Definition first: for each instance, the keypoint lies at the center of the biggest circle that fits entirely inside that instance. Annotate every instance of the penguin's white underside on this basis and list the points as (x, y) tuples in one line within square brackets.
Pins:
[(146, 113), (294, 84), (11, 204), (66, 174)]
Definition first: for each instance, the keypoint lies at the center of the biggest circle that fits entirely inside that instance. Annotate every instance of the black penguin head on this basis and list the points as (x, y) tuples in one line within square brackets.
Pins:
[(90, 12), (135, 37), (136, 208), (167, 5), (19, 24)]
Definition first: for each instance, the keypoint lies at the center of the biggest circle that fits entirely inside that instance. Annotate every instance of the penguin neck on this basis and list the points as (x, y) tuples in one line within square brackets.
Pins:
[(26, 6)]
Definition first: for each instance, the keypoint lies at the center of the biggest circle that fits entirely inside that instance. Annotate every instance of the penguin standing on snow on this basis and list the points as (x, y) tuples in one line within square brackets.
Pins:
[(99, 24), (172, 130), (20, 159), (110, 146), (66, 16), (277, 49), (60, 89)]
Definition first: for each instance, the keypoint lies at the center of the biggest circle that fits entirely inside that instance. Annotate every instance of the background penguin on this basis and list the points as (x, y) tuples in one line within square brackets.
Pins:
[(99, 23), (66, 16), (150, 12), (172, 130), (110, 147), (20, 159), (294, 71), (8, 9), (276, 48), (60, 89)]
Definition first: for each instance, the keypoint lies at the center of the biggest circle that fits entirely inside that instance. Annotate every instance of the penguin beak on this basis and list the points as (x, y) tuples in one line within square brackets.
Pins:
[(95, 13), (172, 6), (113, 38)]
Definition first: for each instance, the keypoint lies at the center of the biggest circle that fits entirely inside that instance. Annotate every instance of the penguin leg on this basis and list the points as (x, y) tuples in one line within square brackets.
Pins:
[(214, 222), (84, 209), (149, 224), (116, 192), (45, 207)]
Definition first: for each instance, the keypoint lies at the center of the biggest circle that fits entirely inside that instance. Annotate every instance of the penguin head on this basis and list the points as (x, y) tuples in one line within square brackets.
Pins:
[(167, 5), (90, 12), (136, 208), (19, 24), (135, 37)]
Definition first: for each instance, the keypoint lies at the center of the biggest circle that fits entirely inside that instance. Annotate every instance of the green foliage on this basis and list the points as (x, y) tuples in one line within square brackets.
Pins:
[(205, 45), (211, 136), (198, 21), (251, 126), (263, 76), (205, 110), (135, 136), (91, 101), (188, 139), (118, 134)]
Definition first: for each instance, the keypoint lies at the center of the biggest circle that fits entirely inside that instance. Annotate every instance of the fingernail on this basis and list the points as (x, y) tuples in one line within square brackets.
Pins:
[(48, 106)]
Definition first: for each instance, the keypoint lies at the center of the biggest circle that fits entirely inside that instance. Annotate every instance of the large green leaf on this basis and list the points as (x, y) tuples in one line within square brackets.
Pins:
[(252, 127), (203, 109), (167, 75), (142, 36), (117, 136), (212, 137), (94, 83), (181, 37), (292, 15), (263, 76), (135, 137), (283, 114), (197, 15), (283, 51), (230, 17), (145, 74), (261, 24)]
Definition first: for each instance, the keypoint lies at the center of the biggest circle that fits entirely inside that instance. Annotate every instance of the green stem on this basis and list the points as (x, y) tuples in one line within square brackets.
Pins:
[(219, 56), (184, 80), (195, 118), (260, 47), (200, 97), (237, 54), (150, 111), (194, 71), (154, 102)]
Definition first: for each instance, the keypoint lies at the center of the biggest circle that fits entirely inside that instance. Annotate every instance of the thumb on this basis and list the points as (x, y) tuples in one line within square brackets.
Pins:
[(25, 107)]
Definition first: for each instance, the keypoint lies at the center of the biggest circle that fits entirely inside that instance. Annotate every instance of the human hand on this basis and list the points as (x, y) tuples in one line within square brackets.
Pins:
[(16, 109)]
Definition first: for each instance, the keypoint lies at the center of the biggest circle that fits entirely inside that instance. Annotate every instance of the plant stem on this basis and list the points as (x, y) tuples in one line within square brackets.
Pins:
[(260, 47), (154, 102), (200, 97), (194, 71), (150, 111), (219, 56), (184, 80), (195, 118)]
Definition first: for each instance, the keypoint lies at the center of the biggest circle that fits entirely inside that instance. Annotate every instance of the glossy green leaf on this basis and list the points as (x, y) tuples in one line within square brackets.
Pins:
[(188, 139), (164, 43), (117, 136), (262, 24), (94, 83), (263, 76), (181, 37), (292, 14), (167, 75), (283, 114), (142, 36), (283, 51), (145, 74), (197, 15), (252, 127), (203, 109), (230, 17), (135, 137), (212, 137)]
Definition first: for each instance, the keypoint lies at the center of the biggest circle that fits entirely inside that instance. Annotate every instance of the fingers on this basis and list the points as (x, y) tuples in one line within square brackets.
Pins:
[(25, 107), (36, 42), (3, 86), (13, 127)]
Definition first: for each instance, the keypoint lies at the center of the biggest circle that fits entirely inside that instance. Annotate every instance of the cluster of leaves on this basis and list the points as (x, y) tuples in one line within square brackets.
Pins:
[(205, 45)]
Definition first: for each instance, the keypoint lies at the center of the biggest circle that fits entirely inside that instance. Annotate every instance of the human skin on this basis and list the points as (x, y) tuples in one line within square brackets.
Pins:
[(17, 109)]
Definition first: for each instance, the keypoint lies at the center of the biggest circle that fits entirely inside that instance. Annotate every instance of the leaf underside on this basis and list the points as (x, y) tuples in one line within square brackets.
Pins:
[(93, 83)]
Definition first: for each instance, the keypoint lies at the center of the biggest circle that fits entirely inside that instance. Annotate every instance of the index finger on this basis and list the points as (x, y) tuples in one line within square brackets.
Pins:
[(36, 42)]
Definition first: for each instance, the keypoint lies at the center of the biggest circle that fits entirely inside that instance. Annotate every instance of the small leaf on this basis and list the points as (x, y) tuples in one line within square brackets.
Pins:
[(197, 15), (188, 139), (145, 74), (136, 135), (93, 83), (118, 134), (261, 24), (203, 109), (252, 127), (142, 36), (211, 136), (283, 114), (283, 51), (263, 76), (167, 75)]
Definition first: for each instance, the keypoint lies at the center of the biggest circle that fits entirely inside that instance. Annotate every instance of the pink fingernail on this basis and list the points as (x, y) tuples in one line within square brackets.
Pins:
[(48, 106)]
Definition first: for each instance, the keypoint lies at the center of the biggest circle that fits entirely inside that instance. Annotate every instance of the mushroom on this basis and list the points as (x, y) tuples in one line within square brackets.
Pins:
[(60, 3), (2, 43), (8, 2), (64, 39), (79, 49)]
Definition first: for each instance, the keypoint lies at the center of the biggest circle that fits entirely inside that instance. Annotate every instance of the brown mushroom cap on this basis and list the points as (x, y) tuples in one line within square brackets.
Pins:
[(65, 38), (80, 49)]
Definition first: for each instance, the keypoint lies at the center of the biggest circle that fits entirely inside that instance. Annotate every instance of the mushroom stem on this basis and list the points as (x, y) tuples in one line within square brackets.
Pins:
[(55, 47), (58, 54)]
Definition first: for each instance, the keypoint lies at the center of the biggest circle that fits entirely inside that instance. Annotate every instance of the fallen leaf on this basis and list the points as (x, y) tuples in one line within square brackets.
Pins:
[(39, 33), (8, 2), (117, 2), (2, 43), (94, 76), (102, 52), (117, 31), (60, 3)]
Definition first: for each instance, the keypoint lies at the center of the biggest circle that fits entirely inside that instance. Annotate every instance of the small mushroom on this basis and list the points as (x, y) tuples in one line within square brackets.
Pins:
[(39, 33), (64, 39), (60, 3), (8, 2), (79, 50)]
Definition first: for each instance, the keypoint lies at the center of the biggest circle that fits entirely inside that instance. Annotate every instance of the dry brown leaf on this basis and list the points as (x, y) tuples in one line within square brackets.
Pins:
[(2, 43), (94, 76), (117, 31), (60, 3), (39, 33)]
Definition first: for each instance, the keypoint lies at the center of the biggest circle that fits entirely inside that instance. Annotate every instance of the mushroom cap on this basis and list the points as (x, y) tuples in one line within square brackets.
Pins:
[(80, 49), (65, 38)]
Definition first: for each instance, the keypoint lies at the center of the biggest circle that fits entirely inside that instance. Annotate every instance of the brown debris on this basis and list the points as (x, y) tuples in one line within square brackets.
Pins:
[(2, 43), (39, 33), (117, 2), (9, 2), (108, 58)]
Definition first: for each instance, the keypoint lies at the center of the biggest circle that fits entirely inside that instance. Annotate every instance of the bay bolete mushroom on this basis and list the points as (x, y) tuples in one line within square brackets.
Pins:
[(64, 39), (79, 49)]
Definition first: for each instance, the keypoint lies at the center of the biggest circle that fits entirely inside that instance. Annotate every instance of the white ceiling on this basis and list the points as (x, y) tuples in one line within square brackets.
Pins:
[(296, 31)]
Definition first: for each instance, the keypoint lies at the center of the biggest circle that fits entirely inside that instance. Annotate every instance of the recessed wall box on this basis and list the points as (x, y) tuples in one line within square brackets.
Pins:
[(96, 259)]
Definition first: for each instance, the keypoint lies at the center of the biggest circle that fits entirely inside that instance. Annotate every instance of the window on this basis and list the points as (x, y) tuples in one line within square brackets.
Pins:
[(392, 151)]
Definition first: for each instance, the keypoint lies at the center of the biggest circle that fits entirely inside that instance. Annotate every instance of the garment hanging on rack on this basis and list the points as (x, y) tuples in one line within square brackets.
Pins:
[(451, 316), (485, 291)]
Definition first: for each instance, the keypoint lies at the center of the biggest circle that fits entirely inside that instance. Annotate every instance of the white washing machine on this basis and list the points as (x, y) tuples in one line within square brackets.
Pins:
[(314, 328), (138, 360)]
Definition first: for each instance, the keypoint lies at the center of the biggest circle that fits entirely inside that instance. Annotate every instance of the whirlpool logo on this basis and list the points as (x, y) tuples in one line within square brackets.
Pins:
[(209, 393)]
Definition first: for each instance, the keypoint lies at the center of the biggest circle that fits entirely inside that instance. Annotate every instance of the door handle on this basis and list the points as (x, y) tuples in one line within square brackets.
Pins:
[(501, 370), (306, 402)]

**What is being asked:** Which lines above hold the string "human"? Copy every one of them.

**Problem solution:**
Definition first: for each instance, the keypoint lies at the center of the biggest circle that fits entirely inside that instance. Annotate every instance of the human hand on this basis and list the points as (x, y) tuples in one line within square brackets.
Definition first: for each instance, the keypoint lies at the center of the biggest circle that fits entirely inside that instance. Annotate every instance of the human skin on this basis and list the points as (x, y) tuples in one line within square brackets.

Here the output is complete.